_Questions on the material_
**A)** Please write out everything in the introduction on pile load-bearing capacity from "1 Introduction" down to "samples of soil.".
**B)** Continue the introduction on pile load-bearing capacity from the point where it stops.

_Source document_
-- Opening Marker --

1 Introduction

Literature consists of many experimental and theoretical studies into the prediction of the load-bearing capacity and behavior of piles though the mechanisms have not yet clarified completely for scholars of the field. In case of the piles that are driven into cohesionless soil, the problem is of high complexity and this is because of the sensitive nature of the factors that have impact on the behaviors of the pile. These factors can not only be quantified easily, but also involve extensive uncertainties. These factors include the stress and strain history of the soil, the impacts of soil fabric and compressibility, installation effects, and the difficulty of attaining undisturbed samples of soil.

To address effectively these complexities, the correlations with in situ experiments, e.g., the cone penetration test, the standard penetration test, and the pressure meter, are applied to numerous cases. Such tests show, to some degree, the natural conditions of soil though they suffer from many limitations. For instance, the standard penetration tests have considerably inherent variability, and they do not show the compressibility of the soil. On the other hand, if such tests are correlated with load test data upon a regional basis, instead of employing general correlations, they can deliver acceptable predictions [1, 2].

-- Closing Marker --

_Provided data_

-- Opening Marker --

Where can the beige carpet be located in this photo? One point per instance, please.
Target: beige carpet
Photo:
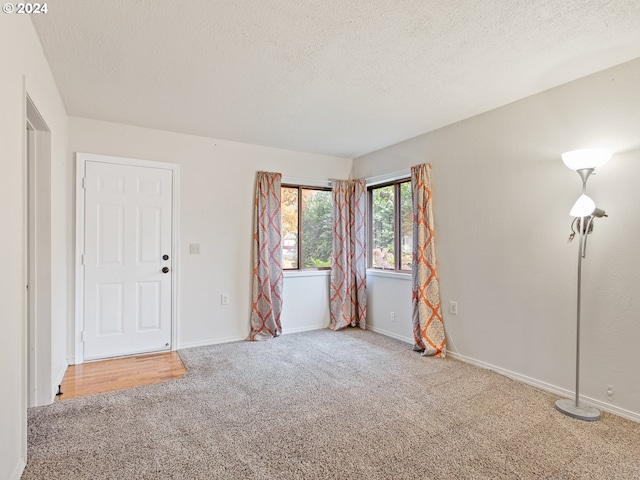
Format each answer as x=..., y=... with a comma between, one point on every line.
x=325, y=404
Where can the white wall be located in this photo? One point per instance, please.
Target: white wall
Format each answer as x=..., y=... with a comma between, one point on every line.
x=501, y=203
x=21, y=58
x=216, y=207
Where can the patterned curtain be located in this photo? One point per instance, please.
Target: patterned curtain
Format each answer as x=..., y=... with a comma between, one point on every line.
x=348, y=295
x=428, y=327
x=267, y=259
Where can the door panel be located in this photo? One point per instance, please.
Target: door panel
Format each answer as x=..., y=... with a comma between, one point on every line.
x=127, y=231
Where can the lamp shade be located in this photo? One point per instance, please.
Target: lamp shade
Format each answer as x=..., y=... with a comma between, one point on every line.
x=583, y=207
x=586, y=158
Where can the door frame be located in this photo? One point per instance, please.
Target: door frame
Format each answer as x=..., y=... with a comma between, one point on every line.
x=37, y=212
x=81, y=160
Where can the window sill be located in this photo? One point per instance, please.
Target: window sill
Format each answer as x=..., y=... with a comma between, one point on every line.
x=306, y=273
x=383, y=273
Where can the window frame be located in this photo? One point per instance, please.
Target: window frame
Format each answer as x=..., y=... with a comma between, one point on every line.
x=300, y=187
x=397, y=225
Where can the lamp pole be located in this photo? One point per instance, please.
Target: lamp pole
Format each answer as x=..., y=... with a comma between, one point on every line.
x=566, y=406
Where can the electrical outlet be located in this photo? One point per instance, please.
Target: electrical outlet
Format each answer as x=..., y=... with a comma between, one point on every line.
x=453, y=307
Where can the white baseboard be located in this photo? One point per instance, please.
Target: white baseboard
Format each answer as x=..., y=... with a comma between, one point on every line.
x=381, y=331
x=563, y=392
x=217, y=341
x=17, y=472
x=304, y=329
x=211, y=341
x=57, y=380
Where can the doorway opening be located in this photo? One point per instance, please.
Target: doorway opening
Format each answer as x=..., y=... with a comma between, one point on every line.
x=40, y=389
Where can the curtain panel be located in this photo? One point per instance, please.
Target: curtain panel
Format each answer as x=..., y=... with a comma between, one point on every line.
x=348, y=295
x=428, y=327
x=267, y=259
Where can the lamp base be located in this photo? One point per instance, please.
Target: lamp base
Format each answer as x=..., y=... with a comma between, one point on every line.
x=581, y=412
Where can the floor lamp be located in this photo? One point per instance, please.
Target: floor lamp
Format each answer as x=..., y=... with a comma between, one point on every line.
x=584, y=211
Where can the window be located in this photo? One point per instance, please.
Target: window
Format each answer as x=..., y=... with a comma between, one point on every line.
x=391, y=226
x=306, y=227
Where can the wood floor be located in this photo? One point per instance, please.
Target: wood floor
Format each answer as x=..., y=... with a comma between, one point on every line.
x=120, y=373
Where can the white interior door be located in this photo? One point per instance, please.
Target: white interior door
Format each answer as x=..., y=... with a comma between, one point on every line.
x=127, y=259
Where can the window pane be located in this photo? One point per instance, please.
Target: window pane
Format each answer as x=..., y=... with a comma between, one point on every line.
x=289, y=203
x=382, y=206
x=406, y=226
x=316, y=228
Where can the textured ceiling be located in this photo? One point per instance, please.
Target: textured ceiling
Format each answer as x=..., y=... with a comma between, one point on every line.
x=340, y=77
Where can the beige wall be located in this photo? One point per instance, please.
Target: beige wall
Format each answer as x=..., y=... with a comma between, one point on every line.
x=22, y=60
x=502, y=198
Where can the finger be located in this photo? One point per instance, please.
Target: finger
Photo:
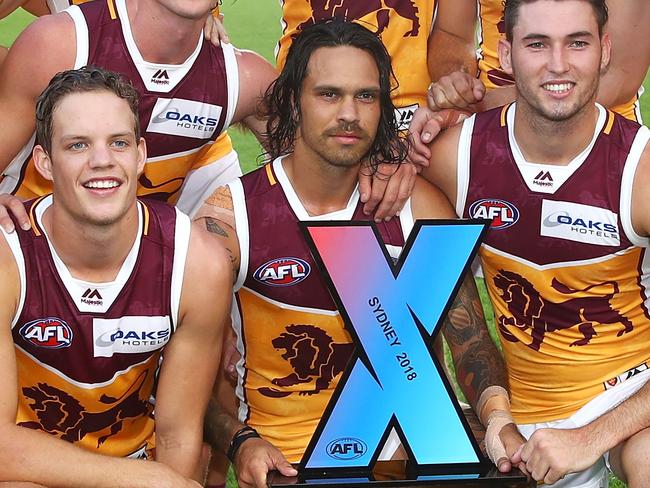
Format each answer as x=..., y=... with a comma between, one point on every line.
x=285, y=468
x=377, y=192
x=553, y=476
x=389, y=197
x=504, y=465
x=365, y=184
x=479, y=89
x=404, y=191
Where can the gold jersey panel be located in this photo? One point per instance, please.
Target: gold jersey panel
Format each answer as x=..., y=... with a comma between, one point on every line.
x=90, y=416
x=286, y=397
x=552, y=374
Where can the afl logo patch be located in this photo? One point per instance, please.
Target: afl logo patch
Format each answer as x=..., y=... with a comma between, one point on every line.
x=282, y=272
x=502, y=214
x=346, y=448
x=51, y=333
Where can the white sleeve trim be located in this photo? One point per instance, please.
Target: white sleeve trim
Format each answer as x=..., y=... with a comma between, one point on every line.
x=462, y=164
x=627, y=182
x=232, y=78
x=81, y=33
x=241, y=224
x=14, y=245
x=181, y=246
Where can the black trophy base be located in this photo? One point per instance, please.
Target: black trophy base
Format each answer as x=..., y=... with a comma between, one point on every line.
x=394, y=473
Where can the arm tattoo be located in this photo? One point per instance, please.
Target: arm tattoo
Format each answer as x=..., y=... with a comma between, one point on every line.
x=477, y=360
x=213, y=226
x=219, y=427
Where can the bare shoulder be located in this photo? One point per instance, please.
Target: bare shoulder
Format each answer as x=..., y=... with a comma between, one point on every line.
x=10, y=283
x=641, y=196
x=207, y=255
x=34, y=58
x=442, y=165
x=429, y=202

-- Closing Marker --

_Task responses_
**A)**
1 Introduction

Literature consists of many experimental and theoretical studies into the prediction of the load-bearing capacity and behavior of piles though the mechanisms have not yet clarified completely for scholars of the field. In case of the piles that are driven into cohesionless soil, the problem is of high complexity and this is because of the sensitive nature of the factors that have impact on the behaviors of the pile. These factors can not only be quantified easily, but also involve extensive uncertainties. These factors include the stress and strain history of the soil, the impacts of soil fabric and compressibility, installation effects, and the difficulty of attaining undisturbed samples of soil.

**B)**
The limitations of the correlations that are attained with the in situ tests have made the researchers to develop numerous empirical relations between pile capacity and soil parameters in both end-bearing and friction piles, on the basis of load test results. The aim is providing rapid and yet practically accurate estimations regarding the pile capacity. Four of the most popular empirical methods in the literature have been introduced by Meyerhof [3], Coyle and Castello [4], the American Petroleum Institute [5], and Randolph [6]. However, they either oversimplify or inappropriately consider the impacts of given factors. The factors include residual stresses, the stress history, and actual soil parameters that exist following the pile driving operation. The designing recommendations these methods provide for users have an inconsistency with the physical processes that dictate the actual pile capacity [6]. As a result, a substitute method needs to be developed in a way to resolve the uncertainties that we face in the prediction process of the pile load capacity [2].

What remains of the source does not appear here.